Display every line of the listing that contains the string "dark".

DATA SHOWN:
+ + + +

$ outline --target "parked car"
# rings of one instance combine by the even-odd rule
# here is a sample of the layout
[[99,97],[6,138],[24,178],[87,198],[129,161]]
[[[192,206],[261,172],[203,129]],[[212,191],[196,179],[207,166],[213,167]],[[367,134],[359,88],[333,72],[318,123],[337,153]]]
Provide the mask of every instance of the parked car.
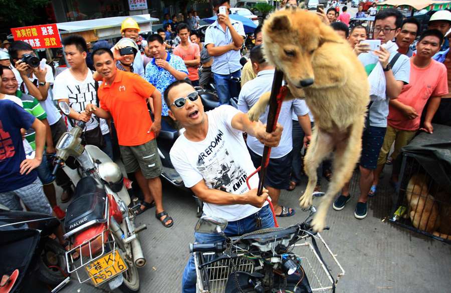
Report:
[[239,16],[249,19],[256,26],[259,25],[259,17],[253,14],[251,11],[247,8],[233,8],[230,9],[231,14],[237,14]]

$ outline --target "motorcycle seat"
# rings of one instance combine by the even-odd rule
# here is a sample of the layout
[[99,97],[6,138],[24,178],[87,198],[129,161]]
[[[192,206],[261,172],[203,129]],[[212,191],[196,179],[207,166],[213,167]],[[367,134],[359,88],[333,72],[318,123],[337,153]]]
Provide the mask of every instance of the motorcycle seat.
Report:
[[85,177],[79,181],[74,200],[66,211],[64,227],[66,233],[87,223],[94,224],[106,222],[105,190],[97,186],[95,179]]
[[159,139],[164,139],[175,142],[175,140],[178,137],[178,131],[172,128],[167,122],[164,120],[161,120],[161,130],[158,135]]

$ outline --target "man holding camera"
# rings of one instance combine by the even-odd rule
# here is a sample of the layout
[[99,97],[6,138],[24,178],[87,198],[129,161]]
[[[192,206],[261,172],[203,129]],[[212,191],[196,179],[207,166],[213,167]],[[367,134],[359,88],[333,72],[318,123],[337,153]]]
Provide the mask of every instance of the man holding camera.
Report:
[[229,0],[213,0],[217,20],[206,29],[205,46],[213,56],[211,71],[221,104],[229,104],[231,98],[238,96],[238,84],[232,80],[241,76],[240,50],[246,34],[243,24],[229,17]]
[[[17,80],[19,90],[36,98],[47,114],[47,121],[50,126],[53,146],[56,145],[60,137],[67,131],[66,123],[60,111],[53,103],[52,92],[50,89],[54,79],[52,68],[46,65],[43,69],[40,66],[40,61],[33,48],[28,43],[17,41],[11,44],[9,50],[10,57],[15,69],[13,70]],[[47,146],[46,152],[53,153],[55,149]],[[59,171],[56,175],[57,184],[63,190],[61,201],[68,201],[72,195],[71,188],[72,182],[70,179],[63,170]],[[50,185],[49,185],[50,186]],[[52,185],[53,186],[53,185]],[[51,198],[51,202],[56,201],[53,191],[46,193]],[[49,194],[50,194],[49,195]],[[60,211],[59,207],[55,207],[59,216],[63,216],[64,212]]]

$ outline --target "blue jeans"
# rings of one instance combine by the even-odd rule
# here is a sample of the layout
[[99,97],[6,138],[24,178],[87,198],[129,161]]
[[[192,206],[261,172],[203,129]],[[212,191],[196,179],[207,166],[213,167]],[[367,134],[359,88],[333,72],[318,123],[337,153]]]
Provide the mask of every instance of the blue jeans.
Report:
[[102,151],[105,153],[111,160],[114,161],[113,158],[113,142],[111,139],[111,134],[109,132],[103,135],[103,139],[105,140],[105,147],[102,149]]
[[241,71],[238,70],[229,74],[217,74],[213,73],[213,78],[216,84],[217,97],[219,104],[228,105],[231,98],[238,97],[239,94],[240,83],[230,80],[232,77],[241,77]]
[[[271,228],[274,226],[273,213],[269,205],[263,207],[256,213],[244,219],[229,222],[224,232],[229,236],[243,235],[253,232],[258,228],[256,225],[256,218],[262,218],[261,229]],[[224,240],[224,238],[216,234],[206,234],[194,232],[195,242],[199,243],[215,243]],[[182,293],[195,293],[196,291],[196,268],[194,267],[194,257],[192,254],[189,256],[188,263],[185,266],[183,275],[182,277]]]

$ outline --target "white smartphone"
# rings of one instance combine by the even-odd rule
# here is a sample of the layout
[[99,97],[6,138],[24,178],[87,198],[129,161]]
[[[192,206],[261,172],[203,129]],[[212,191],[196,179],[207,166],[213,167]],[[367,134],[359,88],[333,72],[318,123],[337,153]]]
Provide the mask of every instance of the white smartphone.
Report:
[[365,41],[362,41],[361,43],[369,45],[370,51],[380,50],[380,40],[365,40]]
[[227,8],[225,6],[219,6],[219,13],[221,14],[227,14]]

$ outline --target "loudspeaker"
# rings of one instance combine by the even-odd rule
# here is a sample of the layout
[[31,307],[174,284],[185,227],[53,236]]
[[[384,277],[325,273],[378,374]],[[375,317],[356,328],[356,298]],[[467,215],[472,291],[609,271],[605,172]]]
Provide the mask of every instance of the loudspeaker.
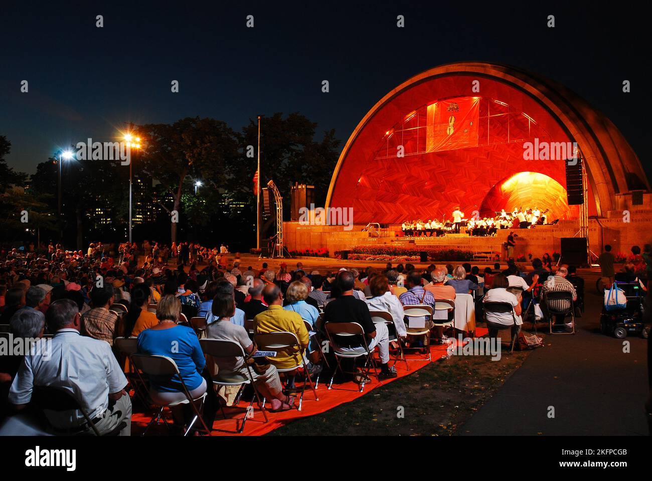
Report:
[[566,198],[569,205],[584,203],[584,188],[582,182],[582,159],[578,158],[574,165],[566,160]]
[[561,238],[561,263],[585,265],[588,244],[586,237]]
[[261,189],[263,193],[263,212],[265,217],[271,217],[272,215],[271,207],[269,205],[269,189],[267,187]]

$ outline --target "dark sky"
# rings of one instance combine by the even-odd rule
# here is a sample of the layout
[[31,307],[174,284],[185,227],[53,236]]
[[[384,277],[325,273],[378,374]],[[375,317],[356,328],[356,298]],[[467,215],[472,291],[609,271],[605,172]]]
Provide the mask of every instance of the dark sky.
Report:
[[[57,149],[110,139],[125,122],[186,116],[239,129],[259,113],[298,111],[319,130],[335,128],[344,145],[402,81],[443,63],[481,61],[529,69],[575,91],[612,120],[652,177],[651,35],[647,15],[634,7],[233,3],[3,2],[0,135],[13,145],[10,166],[32,173]],[[98,14],[103,28],[95,27]],[[396,27],[398,14],[404,28]],[[555,28],[546,27],[549,14]],[[23,80],[29,93],[20,91]],[[622,92],[624,80],[630,93]]]

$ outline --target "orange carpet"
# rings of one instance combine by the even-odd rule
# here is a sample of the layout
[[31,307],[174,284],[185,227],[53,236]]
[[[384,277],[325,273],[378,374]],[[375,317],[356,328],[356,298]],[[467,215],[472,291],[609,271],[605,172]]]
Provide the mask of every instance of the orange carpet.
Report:
[[[476,330],[476,336],[484,336],[486,334],[486,329],[478,328]],[[447,347],[447,345],[431,346],[431,362],[436,362],[441,359],[442,356],[445,357]],[[315,400],[314,394],[312,390],[308,386],[306,386],[306,392],[303,396],[303,404],[301,411],[291,409],[282,413],[270,413],[267,411],[269,422],[265,422],[263,413],[259,409],[256,409],[257,405],[254,403],[253,417],[250,416],[246,420],[246,423],[244,425],[244,431],[242,435],[259,436],[265,434],[296,419],[320,414],[329,409],[332,409],[340,404],[353,401],[372,392],[379,386],[411,374],[428,364],[428,359],[424,355],[416,353],[413,354],[408,353],[414,352],[408,351],[406,354],[406,357],[409,360],[408,361],[408,368],[406,367],[406,363],[402,361],[396,362],[395,364],[396,373],[398,374],[396,377],[379,383],[376,377],[372,375],[372,382],[364,385],[364,391],[363,392],[359,392],[359,385],[353,381],[342,384],[335,384],[334,383],[333,388],[329,390],[328,381],[330,381],[330,378],[324,379],[323,377],[321,377],[317,389],[317,395],[319,396],[319,401]],[[377,353],[376,355],[378,355]],[[393,362],[393,355],[392,359],[390,360],[390,364],[391,365]],[[298,385],[301,386],[301,384],[298,384]],[[298,398],[295,403],[298,405]],[[240,428],[242,420],[246,413],[246,408],[248,404],[248,401],[244,402],[244,401],[241,401],[238,407],[225,407],[224,413],[226,415],[226,419],[223,418],[222,412],[218,411],[215,422],[213,426],[213,431],[211,434],[215,436],[237,435],[237,430]],[[166,411],[168,412],[168,410],[166,409]],[[168,412],[168,414],[169,414],[169,412]],[[134,435],[140,435],[143,431],[145,426],[147,426],[147,422],[149,422],[151,416],[151,413],[134,413],[132,416],[132,434]],[[166,418],[170,419],[170,417],[166,417]],[[166,433],[166,430],[162,423],[158,426],[153,425],[147,431],[148,436],[157,433],[162,435]]]

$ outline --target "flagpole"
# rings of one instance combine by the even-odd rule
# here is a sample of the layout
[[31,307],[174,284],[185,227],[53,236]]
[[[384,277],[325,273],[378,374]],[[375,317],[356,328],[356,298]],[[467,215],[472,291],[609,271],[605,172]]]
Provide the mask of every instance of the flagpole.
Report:
[[258,115],[258,168],[256,181],[256,248],[260,248],[260,115]]

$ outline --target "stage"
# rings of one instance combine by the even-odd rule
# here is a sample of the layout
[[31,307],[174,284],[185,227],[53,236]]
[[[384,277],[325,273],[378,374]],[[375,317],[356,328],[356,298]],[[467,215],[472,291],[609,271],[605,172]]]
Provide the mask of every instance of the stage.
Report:
[[[649,202],[647,198],[645,200]],[[622,212],[620,210],[614,211],[607,212],[605,218],[589,219],[589,247],[597,255],[600,254],[606,244],[612,246],[615,254],[629,254],[632,246],[642,246],[650,241],[649,227],[652,226],[650,206],[632,209],[627,219],[629,222],[624,222]],[[529,260],[529,254],[533,257],[541,257],[546,252],[550,255],[555,252],[561,253],[561,239],[578,237],[580,231],[579,220],[560,220],[556,225],[537,226],[530,229],[499,229],[493,237],[447,234],[439,237],[406,237],[398,224],[372,231],[364,230],[366,224],[320,226],[289,222],[284,222],[283,225],[284,242],[289,251],[301,253],[307,250],[326,250],[330,257],[334,257],[336,253],[356,248],[385,250],[394,247],[413,249],[417,252],[440,250],[469,251],[474,255],[493,252],[503,259],[503,244],[509,233],[513,231],[518,236],[516,239],[514,257],[524,257]],[[349,227],[350,230],[346,230]]]

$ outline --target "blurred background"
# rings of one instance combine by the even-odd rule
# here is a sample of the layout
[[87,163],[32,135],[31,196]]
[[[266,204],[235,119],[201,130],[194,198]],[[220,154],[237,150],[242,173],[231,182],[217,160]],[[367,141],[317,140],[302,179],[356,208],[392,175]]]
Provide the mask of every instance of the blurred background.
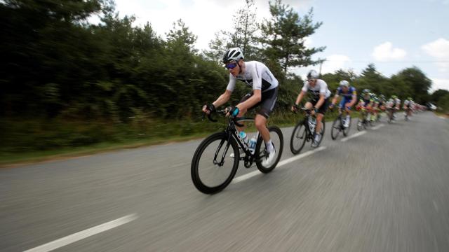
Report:
[[[246,60],[264,62],[279,80],[277,108],[270,120],[293,125],[295,119],[288,112],[302,85],[301,73],[332,64],[335,57],[323,52],[328,44],[334,50],[331,41],[340,38],[329,36],[329,41],[311,43],[329,23],[314,16],[308,1],[292,4],[295,8],[288,3],[232,1],[211,10],[229,10],[213,22],[201,21],[201,15],[190,10],[205,25],[217,24],[210,31],[215,38],[199,48],[198,35],[182,16],[168,13],[170,8],[159,12],[171,17],[171,28],[159,32],[154,28],[160,29],[159,16],[146,20],[141,13],[128,14],[142,11],[131,8],[139,4],[144,11],[158,10],[163,4],[157,1],[120,1],[121,13],[112,0],[0,1],[0,162],[215,131],[216,125],[201,122],[201,108],[224,92],[228,73],[220,60],[227,48],[235,46],[243,49]],[[180,13],[173,10],[171,14]],[[403,100],[412,97],[448,112],[448,89],[432,89],[432,80],[413,63],[388,75],[373,62],[362,64],[360,69],[323,71],[322,78],[333,92],[346,79],[358,90],[369,88]],[[229,104],[246,92],[238,85]]]

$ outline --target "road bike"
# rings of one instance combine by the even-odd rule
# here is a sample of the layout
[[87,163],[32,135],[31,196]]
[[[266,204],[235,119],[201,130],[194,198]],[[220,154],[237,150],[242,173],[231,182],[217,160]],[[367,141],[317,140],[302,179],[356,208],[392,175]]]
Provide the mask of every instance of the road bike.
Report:
[[[305,112],[305,117],[304,119],[300,120],[296,126],[295,126],[295,129],[290,139],[290,150],[292,153],[295,155],[301,151],[306,142],[311,141],[313,143],[315,136],[316,119],[310,114],[311,109],[306,108],[301,108],[301,109]],[[321,139],[316,147],[319,146],[321,141],[323,141],[325,126],[326,122],[324,121],[324,118],[323,118],[321,120],[321,130],[320,130]]]
[[[225,109],[216,113],[224,115],[227,111]],[[212,122],[217,122],[210,114],[208,115],[208,118]],[[194,154],[191,165],[192,180],[200,192],[214,194],[224,189],[236,175],[240,161],[243,161],[246,168],[250,168],[255,162],[257,169],[264,174],[276,167],[283,149],[282,132],[277,126],[267,127],[276,150],[276,156],[269,166],[264,167],[262,161],[268,152],[260,134],[258,132],[255,133],[257,142],[254,153],[251,153],[248,144],[241,139],[236,127],[243,127],[241,122],[254,120],[254,118],[246,117],[228,118],[227,126],[224,131],[214,133],[201,141]],[[243,153],[240,153],[240,150]],[[234,153],[234,156],[231,153]]]
[[349,124],[347,127],[344,127],[346,117],[343,116],[343,112],[341,108],[338,108],[338,116],[332,123],[332,129],[330,129],[330,136],[333,140],[335,140],[340,132],[343,133],[343,136],[346,136],[351,129],[351,118],[349,117]]

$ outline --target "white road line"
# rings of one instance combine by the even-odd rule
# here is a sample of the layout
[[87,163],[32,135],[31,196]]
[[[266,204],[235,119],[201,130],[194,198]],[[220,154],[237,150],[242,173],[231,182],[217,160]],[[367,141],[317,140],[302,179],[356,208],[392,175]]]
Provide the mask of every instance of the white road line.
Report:
[[[309,150],[309,151],[307,151],[307,152],[304,153],[302,154],[298,155],[297,156],[295,156],[295,157],[293,157],[293,158],[290,158],[286,159],[285,160],[282,160],[282,161],[281,161],[281,162],[279,162],[278,163],[278,165],[276,166],[276,167],[281,167],[281,166],[283,166],[284,164],[288,164],[289,162],[293,162],[295,160],[299,160],[300,158],[305,158],[305,157],[307,157],[308,155],[310,155],[311,154],[314,154],[314,153],[315,153],[316,152],[319,152],[320,150],[324,150],[326,148],[326,146],[319,147],[319,148],[316,148],[315,150]],[[257,174],[260,174],[260,172],[259,172],[258,170],[249,172],[249,173],[248,173],[248,174],[246,174],[245,175],[242,175],[242,176],[241,176],[239,177],[234,178],[234,180],[232,181],[232,183],[237,183],[239,182],[241,182],[241,181],[243,181],[244,180],[246,180],[248,178],[252,178],[252,177],[253,177],[253,176],[256,176]]]
[[112,229],[114,227],[119,227],[123,224],[126,224],[129,222],[131,222],[138,217],[137,214],[130,214],[126,216],[119,218],[116,220],[111,220],[104,224],[99,225],[98,226],[91,227],[89,229],[86,229],[86,230],[83,230],[73,234],[67,236],[65,237],[62,237],[61,239],[58,239],[55,241],[49,242],[48,244],[45,244],[43,245],[41,245],[34,248],[29,249],[25,251],[25,252],[47,252],[51,251],[52,250],[60,248],[62,246],[70,244],[75,241],[78,241],[84,238],[87,238],[88,237],[93,236],[94,234],[99,234],[102,232],[105,232]]
[[384,126],[385,126],[385,125],[384,125],[384,124],[383,124],[383,123],[382,123],[382,124],[380,124],[380,125],[377,125],[377,126],[375,126],[375,127],[373,127],[373,130],[377,130],[377,129],[379,129],[379,128],[380,128],[380,127],[384,127]]
[[351,136],[348,136],[348,137],[345,137],[345,138],[344,138],[344,139],[342,139],[342,140],[341,140],[341,141],[348,141],[348,140],[349,140],[349,139],[353,139],[353,138],[354,138],[354,137],[357,137],[357,136],[361,136],[361,135],[363,135],[363,134],[365,134],[365,133],[366,133],[366,130],[361,131],[361,132],[358,132],[358,133],[356,133],[356,134],[353,134],[353,135],[351,135]]

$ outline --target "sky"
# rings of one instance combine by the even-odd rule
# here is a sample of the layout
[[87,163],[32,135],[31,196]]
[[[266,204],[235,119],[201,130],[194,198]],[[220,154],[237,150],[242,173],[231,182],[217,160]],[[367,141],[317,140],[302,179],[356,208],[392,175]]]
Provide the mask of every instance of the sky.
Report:
[[[231,31],[232,15],[244,0],[115,0],[121,17],[133,15],[135,25],[149,22],[159,36],[182,19],[207,50],[215,33]],[[307,38],[311,47],[326,46],[312,57],[326,59],[321,73],[339,69],[360,74],[369,63],[387,77],[417,66],[432,80],[431,92],[449,90],[449,0],[283,0],[300,16],[314,9],[323,24]],[[257,20],[269,18],[268,0],[255,0]],[[309,66],[292,69],[304,76]]]

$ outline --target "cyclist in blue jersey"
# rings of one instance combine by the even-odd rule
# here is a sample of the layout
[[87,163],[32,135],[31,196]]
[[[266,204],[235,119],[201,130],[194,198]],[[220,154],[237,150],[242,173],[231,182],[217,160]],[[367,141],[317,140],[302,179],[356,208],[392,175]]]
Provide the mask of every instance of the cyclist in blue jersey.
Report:
[[337,102],[339,96],[342,96],[342,100],[338,105],[339,109],[344,109],[346,111],[346,119],[344,120],[344,127],[349,127],[351,121],[351,108],[356,104],[357,101],[357,91],[354,87],[349,86],[347,80],[342,80],[340,82],[340,87],[337,88],[335,95],[332,99],[332,103],[329,108],[332,108]]
[[[243,61],[243,53],[239,48],[229,48],[224,55],[222,62],[229,71],[229,82],[226,90],[212,104],[203,106],[203,112],[209,113],[224,104],[231,98],[236,80],[241,80],[252,89],[252,92],[245,95],[240,102],[232,107],[229,113],[232,117],[242,117],[248,111],[256,106],[255,127],[260,132],[265,142],[268,155],[262,165],[268,167],[276,156],[276,150],[272,141],[269,132],[267,128],[267,120],[274,108],[278,97],[278,80],[264,64],[257,61]],[[239,131],[243,129],[239,128]]]

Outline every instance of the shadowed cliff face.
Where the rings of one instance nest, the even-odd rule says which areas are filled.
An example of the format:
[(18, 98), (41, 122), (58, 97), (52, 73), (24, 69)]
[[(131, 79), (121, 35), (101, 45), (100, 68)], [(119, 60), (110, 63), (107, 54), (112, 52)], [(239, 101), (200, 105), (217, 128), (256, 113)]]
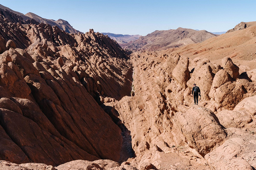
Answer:
[(122, 131), (99, 104), (130, 95), (127, 54), (93, 30), (69, 34), (1, 12), (0, 159), (118, 161)]

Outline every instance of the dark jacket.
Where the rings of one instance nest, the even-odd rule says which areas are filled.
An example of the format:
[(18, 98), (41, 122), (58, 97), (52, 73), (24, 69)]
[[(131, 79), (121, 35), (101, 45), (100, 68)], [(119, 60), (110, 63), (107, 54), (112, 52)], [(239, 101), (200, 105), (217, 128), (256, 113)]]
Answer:
[[(192, 95), (193, 95), (193, 93), (194, 93), (194, 90), (195, 89), (195, 87), (196, 87), (196, 86), (194, 86), (194, 87), (193, 87), (193, 88), (192, 89)], [(198, 91), (198, 93), (200, 93), (200, 89), (199, 88), (199, 87), (198, 87), (198, 86), (197, 87), (198, 87), (198, 90), (199, 90)], [(195, 94), (196, 94), (195, 93)], [(198, 94), (198, 93), (197, 94)]]

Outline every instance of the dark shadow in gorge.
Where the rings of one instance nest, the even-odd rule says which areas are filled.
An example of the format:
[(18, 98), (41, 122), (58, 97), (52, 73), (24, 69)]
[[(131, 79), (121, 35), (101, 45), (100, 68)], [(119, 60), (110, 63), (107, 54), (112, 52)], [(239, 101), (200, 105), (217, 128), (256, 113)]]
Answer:
[(120, 158), (118, 162), (121, 163), (126, 161), (129, 158), (134, 157), (135, 154), (132, 146), (131, 132), (128, 130), (118, 118), (119, 113), (112, 106), (106, 106), (104, 104), (101, 104), (100, 106), (122, 130), (121, 135), (123, 137), (123, 143), (120, 153)]

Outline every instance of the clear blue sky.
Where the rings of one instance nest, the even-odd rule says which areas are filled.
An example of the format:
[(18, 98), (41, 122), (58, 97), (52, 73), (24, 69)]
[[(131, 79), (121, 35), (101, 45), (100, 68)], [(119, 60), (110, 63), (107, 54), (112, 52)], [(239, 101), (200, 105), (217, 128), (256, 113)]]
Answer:
[(241, 21), (256, 21), (256, 1), (15, 1), (0, 4), (25, 14), (61, 18), (84, 32), (145, 35), (179, 27), (226, 31)]

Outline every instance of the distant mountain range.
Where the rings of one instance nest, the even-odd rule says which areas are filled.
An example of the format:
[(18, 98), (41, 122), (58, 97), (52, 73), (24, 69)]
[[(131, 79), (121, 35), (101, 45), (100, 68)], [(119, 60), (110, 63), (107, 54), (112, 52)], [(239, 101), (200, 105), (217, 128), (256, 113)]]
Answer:
[(205, 30), (196, 31), (180, 27), (176, 30), (157, 30), (131, 42), (119, 44), (125, 49), (154, 51), (200, 43), (217, 36)]
[[(61, 29), (64, 30), (68, 33), (74, 34), (81, 32), (79, 31), (74, 29), (70, 25), (68, 22), (65, 20), (59, 19), (57, 21), (53, 19), (46, 19), (42, 18), (32, 12), (28, 12), (25, 15), (17, 11), (14, 11), (0, 4), (0, 9), (2, 10), (6, 10), (14, 14), (18, 15), (23, 18), (25, 20), (33, 19), (39, 23), (42, 22), (45, 24), (48, 24), (51, 26), (57, 26)], [(33, 22), (31, 22), (33, 23)]]
[[(196, 31), (199, 31), (199, 30), (195, 30)], [(212, 33), (214, 34), (216, 34), (217, 35), (220, 35), (221, 34), (225, 34), (226, 32), (226, 31), (222, 31), (222, 32), (210, 32), (211, 33)]]
[(140, 35), (125, 35), (122, 34), (116, 34), (109, 32), (101, 33), (104, 35), (107, 35), (112, 40), (115, 40), (120, 44), (127, 44), (131, 41), (134, 41), (137, 40), (140, 36)]

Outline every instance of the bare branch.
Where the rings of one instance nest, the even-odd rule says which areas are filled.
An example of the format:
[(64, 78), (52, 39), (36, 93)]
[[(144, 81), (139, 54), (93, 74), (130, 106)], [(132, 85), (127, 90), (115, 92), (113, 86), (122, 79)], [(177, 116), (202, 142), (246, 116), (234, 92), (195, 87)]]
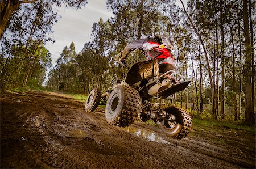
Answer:
[(32, 1), (19, 1), (19, 3), (22, 4), (22, 3), (35, 3), (36, 1), (38, 1), (38, 0), (32, 0)]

+ + + +

RESULT OF THIS TASK:
$ outline --target "dark sky"
Provide the mask of every instance of the dark sky.
Outline every instance of the dark jacket.
Outline every instance of the dark shadow in gorge.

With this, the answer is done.